### FRAGMENTO DEL TEXTO
━━━━━━━━━━
Cómo crecer en «La Jungla»

Más de 700 personas viven en el poblado de El Cañaveral, entre Mejorada

La Razón, 21-01-2007

madrid – Dicen que en España no hay cultura de alquiler. La mayoría
prefiere hipotecarse y conseguir una vivienda en propiedad que «tirar el
dinero» mes a mes. No ocurre así en el resto de Europa, para ellos, esas
mensualidades no caen en saco roto. Son distintas formas de entender un
mismo concepto. La sociedad asume esa idea, la hace suya y a la larga, se
convierte casi en un dogma de fe.
   Sería impensable que un noruego le
intentase explicar a un madrileño que no tiene por qué dejarse el sueldo
en una hipoteca, de hecho no lo tendría fácil para convencerle. Tras
pasear y charlar con varios habitantes del poblado Gitano de Cañaveral,
más conocido como La Jungla, uno cae en la cuenta de que sus creencias y
su forma de vida son, por así decirlo, «noruegas» con respecto a las
estándares.
   En La Jungla, aprender a leer no tiene sentido a
menos que con ello se pueda obtener el carné de conducir (un vehículo es
imprescindible para trabajar de chatarrero o en la venta ambulante de
fruta); las chicas de 24 años que no se han casado son «viejas mozas», y
todos creen tener derecho a que la Administración les ponga un piso,
aunque algunos no estén siquiera identificados como ciudadanos españoles.
El destino de cualquier niño que nace en estas chabolas está esbozado
desde antes de haber sido concebido. Su futuro se debatirá entre dedicarse
a la chatarra o a la fruta. En las cuatro calles que componen este oasis,
las ambulancias no entran sino las escolta la Policía, no hay servicios de
limpieza ni paradas de autobús. Este poblado ubicado en la carretera que
une Vicálvaro con Mejorada del Campo se construyó hace 18 años para 82
familias extremeñas. Hoy son 240. Alrededor de 700 personas apiñadas en
110 casas y al menos 249 chabolas.
   Cuando pones un pie en La Jungla
todos los tópicos que rodean a la etnia gitana toman forma. Los mal
llamados patriarcas, un término inventado por los payos para referirse a
los «Viejos de razón», son los más reacios a acercarse. Los niños, en
cambio, encuentran la diversión de la mañana en contar su vida a esos
desconocidos que hablan y se mueven de forma distinta.
━━━━━━━━━━
### MATERIAL PROPORCIONADO

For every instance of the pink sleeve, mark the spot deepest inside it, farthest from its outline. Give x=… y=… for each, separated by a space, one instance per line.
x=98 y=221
━━━━━━━━━━
### INSTRUCCIÓN 1
Reformule como lista, de manera más breve, el párrafo del fragmento que comienza con «En La Jungla, aprender a leer», conservando sus datos principales.
### INSTRUCCIÓN 2
Prolongue el reportaje sobre el poblado de La Jungla a partir de su última oración.
El material proporcionado es independiente del fragmento del texto.

### RESULTADO 1
- Aprender a leer solo tiene sentido si sirve para obtener el carné de conducir, ya que un vehículo es imprescindible para trabajar de chatarrero o en la venta ambulante de fruta.
- Las chicas de 24 años que no se han casado son «viejas mozas».
- Todos creen tener derecho a que la Administración les ponga un piso, aunque algunos ni siquiera están identificados como ciudadanos españoles.
- El futuro de cualquier niño nacido en estas chabolas se debatirá entre la chatarra y la fruta.
- En sus cuatro calles, las ambulancias solo entran escoltadas por la Policía. No hay servicios de limpieza ni paradas de autobús.
- El poblado está en la carretera que une Vicálvaro con Mejorada del Campo. Se construyó hace 18 años para 82 familias extremeñas y hoy son 240.
- Alrededor de 700 personas viven apiñadas en 110 casas y al menos 249 chabolas.

### RESULTADO 2
   Casi todos te
abren la puerta de su casa y permiten a los forasteros ver con sus propios
ojos la miseria en la que pasan sus días. No pueden ser más amables. «Mira
ven, que te enseño, éstas son mis niñas, pasa, pasa», y así en cada
esquina de la calle Arriba.
   Escolarizados
   Cuando les preguntas a los pequeños si van al cole todos contestan que
sí, aunque no sepan explicar ni dónde está. Pero lo cierto es que todos
los niños del Cañaveral están escolarizados. Y no ha sido fácil. De eso se
han encargado Jose, Carmen y su equipo. Un grupo de trabajadores sociales
que llevan media vida acudiendo cada día al poblado para atender las
necesidades de esas familias. Ellos hablan de Soledad, Ángela o el Johnny
como si fueran parte su familia. A muchos de ellos les han visto nacer,
crecer y convertirse en padres. Defienden sus diferencias e intentan
explicar que su distinta forma de vida los convierte en individuos
especiales a los que hay que tratar con otra vara de medir si lo que se
quiere es comenzar con buen pie un proceso de integración.
   Por
ejemplo, explican que uno de sus cometidos más difíciles ha sido
escolarizar a los niños, a todos (aunque luego no vayan a clase). Han
tenido que invertir horas de conversaciones con los padres para que
entendiesen la importancia de la educación. Cuando logran el visto bueno,
la tarea no es menos ardua. A muchos niños primero les tienen que enseñar
a estar sentados en una silla sin moverse. Cuando ya no se levantan
constantemente, les dan un lapicero, un utensilio que no han tenido nunca
en sus manos Un paso a paso lento, pero constante. A veces, alguno se
queda en el camino y esa frustración no se la quita nadie, aunque, como
apunta José, «para trabajar aquí tienes que contar con la posibilidad del
fracaso».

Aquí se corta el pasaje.